> EXERCISE TASKS:
(1) Answer these questions from the court judgment:
(a) What sum in costs must the appellant pay the first respondent?
(b) On what date did the Federal Circuit Court give the judgment under appeal?
(c) What class of visa did the delegate refuse to grant the appellant?
(2) Translate this sentence from the court judgment into Spanish: "One of the main contentions of the appellant was that the primary judge should have found that his visa application was invalid, on the basis that the purported application was vitiated by fraud perpetrated by his migration agent."
(3) Pick up the court judgment after its final sentence and write the next part.

> GIVEN PASSAGE:
FEDERAL COURT OF AUSTRALIA
Mohammed v Minister for Immigration and Border Protection [2018] FCA 767
ORDERS
Appellant | ||
AND: | MINISTER FOR IMMIGRATION AND BORDER PROTECTION First Respondent ADMINISTRATIVE APPEALS TRIBUNAL Second Respondent | |
DATE OF ORDER: |
THE COURT ORDERS THAT:
2. The appellant pay to the first respondent the costs of and in connection with the appeal fixed in the sum of $6,439.00.
Note: Entry of orders is dealt with in Rule 39.32 of the Federal Court Rules 2011.
MIDDLETON J:
INTRODUCTION
1 This is an appeal from a judgment of the Federal Circuit Court given on 10 November 2017. The primary judge dismissed an application for judicial review of a decision of the second respondent (the ‘Tribunal’) made on 27 October 2014, to affirm a decision by a delegate of the first respondent (the ‘Minister’) to refuse to grant the appellant a Skilled (Provisional) (Class VC) visa (a ‘skilled visa’).
2 On 24 November 2017, the appellant filed a notice of appeal with the following grounds that the Federal Circuit Court:-
(1) Erred in dismissing the case unfairly without any evidence.
(2) Ignored the fact that the appellant had not “colluded” in the fraud of his migration agent (‘S & S Migration’).
(3) Erred in finding that the appellant was “indifferent” to the fraudulent actions of his migration agent in a manner that amounted to a general authority to his agent.
(4) Erred in considering that in its finding that the appellant “was indifferent” to his agent’s fraud, having regard to the nature of that indifference, was a sufficient basis to deny the appellant the relief he sought given that the Federal Circuit Court found that there was fraud by the migration agent and no evidence that the appellant was positively complicit in that fraud.
3 One of the main contentions of the appellant was that the primary judge should have found that his visa application was invalid, on the basis that the purported application was vitiated by fraud perpetrated by his migration agent.

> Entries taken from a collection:
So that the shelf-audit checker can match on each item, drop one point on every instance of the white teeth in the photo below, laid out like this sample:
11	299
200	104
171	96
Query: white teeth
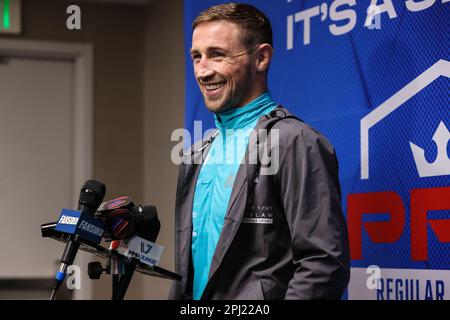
213	86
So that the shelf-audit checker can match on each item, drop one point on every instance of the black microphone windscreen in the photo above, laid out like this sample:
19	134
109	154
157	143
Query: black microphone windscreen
91	195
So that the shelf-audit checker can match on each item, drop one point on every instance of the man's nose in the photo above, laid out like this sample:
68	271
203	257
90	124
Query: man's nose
203	70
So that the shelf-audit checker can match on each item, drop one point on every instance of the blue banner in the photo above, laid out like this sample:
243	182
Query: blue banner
373	77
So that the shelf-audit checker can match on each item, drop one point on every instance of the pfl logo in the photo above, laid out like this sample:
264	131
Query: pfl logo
389	202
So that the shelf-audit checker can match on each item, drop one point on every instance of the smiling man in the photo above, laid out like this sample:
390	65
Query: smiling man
242	233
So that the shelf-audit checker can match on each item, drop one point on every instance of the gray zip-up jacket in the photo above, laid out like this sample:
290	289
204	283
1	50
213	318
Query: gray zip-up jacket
284	234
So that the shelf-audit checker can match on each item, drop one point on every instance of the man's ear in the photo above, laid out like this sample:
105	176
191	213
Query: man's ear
264	55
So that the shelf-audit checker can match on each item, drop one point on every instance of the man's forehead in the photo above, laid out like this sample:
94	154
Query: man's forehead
217	34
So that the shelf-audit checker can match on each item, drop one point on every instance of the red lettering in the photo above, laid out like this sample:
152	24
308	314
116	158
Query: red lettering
422	201
383	231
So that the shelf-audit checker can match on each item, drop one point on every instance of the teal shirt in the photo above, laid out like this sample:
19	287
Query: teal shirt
216	179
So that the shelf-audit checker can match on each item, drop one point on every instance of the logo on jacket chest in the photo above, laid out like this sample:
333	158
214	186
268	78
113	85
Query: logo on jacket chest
259	215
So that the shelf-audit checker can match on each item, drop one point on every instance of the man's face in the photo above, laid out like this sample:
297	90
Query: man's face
223	67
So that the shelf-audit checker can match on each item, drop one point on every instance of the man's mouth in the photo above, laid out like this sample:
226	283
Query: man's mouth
213	87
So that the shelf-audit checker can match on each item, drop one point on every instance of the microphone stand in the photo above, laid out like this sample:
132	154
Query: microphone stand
122	272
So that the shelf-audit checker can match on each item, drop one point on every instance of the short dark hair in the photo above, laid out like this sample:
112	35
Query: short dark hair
252	21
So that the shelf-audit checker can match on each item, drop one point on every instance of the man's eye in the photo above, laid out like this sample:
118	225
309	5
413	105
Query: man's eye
217	55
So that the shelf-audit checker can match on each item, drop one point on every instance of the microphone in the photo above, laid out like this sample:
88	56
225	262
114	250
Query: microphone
91	195
124	223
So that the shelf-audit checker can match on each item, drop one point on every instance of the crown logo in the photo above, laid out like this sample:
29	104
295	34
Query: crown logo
440	166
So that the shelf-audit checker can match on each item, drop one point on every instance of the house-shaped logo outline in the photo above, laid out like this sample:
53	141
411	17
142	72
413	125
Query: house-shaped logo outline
440	68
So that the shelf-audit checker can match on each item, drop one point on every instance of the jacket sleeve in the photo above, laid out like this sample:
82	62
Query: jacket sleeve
310	195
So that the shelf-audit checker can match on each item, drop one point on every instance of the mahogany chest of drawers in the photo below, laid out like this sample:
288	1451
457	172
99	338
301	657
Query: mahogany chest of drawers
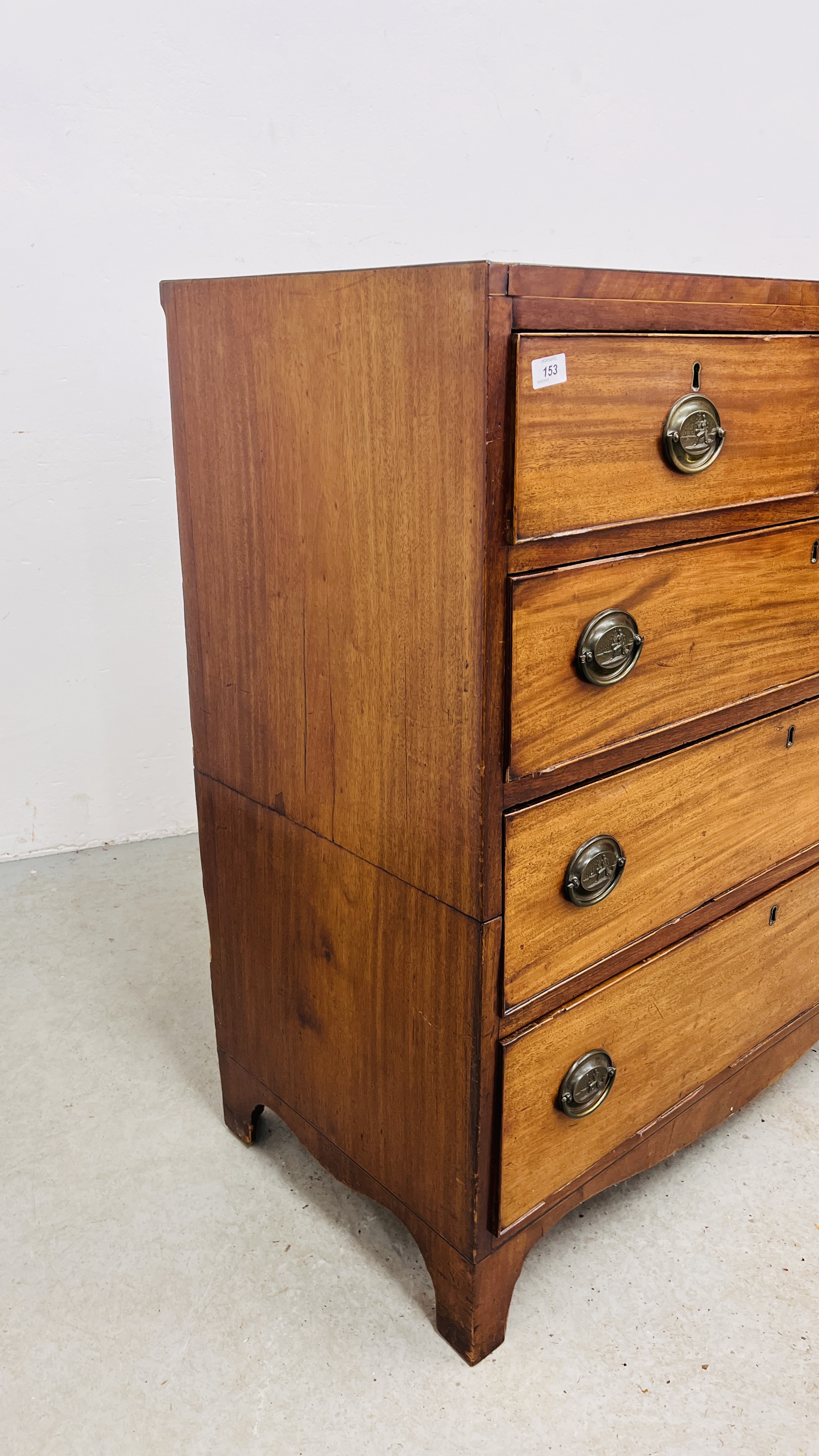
502	598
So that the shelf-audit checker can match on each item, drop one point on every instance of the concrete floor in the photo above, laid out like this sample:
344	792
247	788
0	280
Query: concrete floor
165	1289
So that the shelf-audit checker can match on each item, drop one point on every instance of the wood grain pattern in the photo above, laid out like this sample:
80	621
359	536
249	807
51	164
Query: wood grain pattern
616	541
723	621
353	996
581	315
634	286
588	452
652	745
670	1026
516	1018
471	1306
471	1298
691	825
680	1126
333	484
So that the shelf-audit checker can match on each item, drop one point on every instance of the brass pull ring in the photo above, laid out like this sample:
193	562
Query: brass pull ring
586	1084
693	434
594	871
608	649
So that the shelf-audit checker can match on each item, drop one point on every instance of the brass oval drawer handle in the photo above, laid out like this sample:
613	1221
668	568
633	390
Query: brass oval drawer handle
586	1084
693	434
610	647
594	871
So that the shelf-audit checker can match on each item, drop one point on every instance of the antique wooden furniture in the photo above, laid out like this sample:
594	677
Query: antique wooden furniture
502	596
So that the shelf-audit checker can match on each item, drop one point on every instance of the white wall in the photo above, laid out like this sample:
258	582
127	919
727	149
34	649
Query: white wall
183	139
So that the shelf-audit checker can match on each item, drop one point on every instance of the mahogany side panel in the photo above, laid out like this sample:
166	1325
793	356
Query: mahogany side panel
353	996
500	392
333	484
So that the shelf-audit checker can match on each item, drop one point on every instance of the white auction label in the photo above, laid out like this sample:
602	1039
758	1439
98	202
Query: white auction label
549	372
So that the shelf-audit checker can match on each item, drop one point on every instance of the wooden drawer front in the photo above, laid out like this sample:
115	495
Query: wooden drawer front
722	621
670	1026
588	452
693	825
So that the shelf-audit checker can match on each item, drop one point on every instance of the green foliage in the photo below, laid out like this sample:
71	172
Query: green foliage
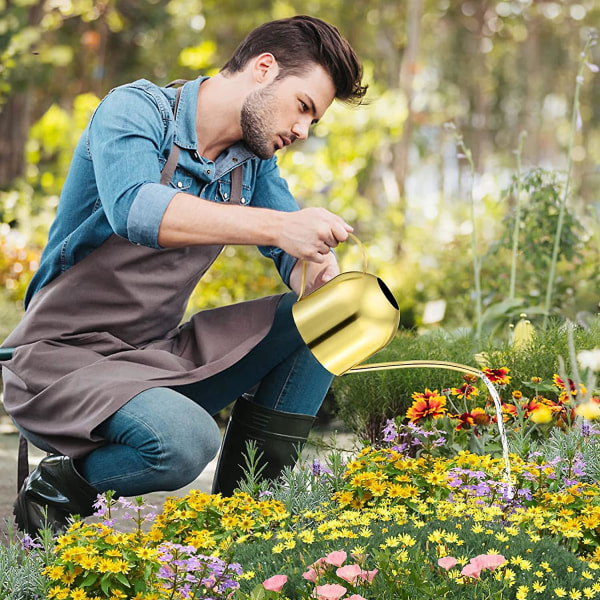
21	563
366	400
541	192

> ANSWERS:
(1)
(a) $6,439.00
(b) 10 November 2017
(c) A Skilled (Provisional) (Class VC) visa

(2) Uno de los principales argumentos del apelante era que el juez de primera instancia debería haber determinado que su solicitud de visado era inválida, sobre la base de que la supuesta solicitud estaba viciada por un fraude cometido por su agente de migración.

(3)
4 The written submissions of the appellant filed in this Court included the following grounds:
1. The Honour Judge ought to have seen that the standard of proof applied should be the criminal standard of beyond reasonable doubt is not applicable in the present case to the applicant. Neither the Honour Judge in his reasoning in the impugned judgment nor the respondent in his arguments dealt with the question squarely. Though the Honour Judge categorically recorded at Paragraph 25 that strictly speaking, it was not correct to conclude there was no evidence about the matters about which the applicant spoke as the applicant filed affidavit setting out certain issues. That said, I invited the applicant to tell me all he wanted to tell me about the visa application in this case and of the role of S&S had in the process.
2. The Honour Judge should not have confined to evidence tested by cross- examination or oral evidence as it cannot have been easy for the appellant to face lengthy questioning from experienced counsel before the court of High level.
3. The Honour Judge should have found that the respondent's decision was not in accordance with the law since the judge failed to point out the insufficient evidence provided to allege that the applicant was indifferent to his agent's fraud. The letter of Tribunal 28 April 2014 stating that information relating to the applicant was located in the S&S and the S&S had been found to have lodged applications to the then Department of Immigration and Citizenship that contained false or misleading Information. On the other hand evidence given by the applicant by filing document under the heading "Affidavit for Federal Circuit Court of Australia and the statement made by the applicant before the Honour Judge from the bar table are consistent and candid.
4. The Honour Judge ought to have held that the appellant is not bound by the strict rules of evidence and is entitled to have regard to discharging the burden of proving the fraud on the balance of probabilities and the evidence on record duly affirming by both the parties that S&S migration has committed the fraud.
5. The Honour judge grossly erred to infer from the appellant choosing the option not to enter the witness box in order to give evidence that no such evidence of fraud committed on the appellant exist.
6. The Honour Judge erred in law by failing to consider that the Tribunal has not given a fair chance to the applicant to appear and give evidence on oath before its authority when alleging that the applicant was indifferent to his agent's fraud and wrongly held at Paragraph 15 that “the Tribunal was entitled to proceed to make a decision without taking any further action to obtain the applicants view on the information once the applicant failed to provide the information the Tribunal sought in its 28 April 2014 letter.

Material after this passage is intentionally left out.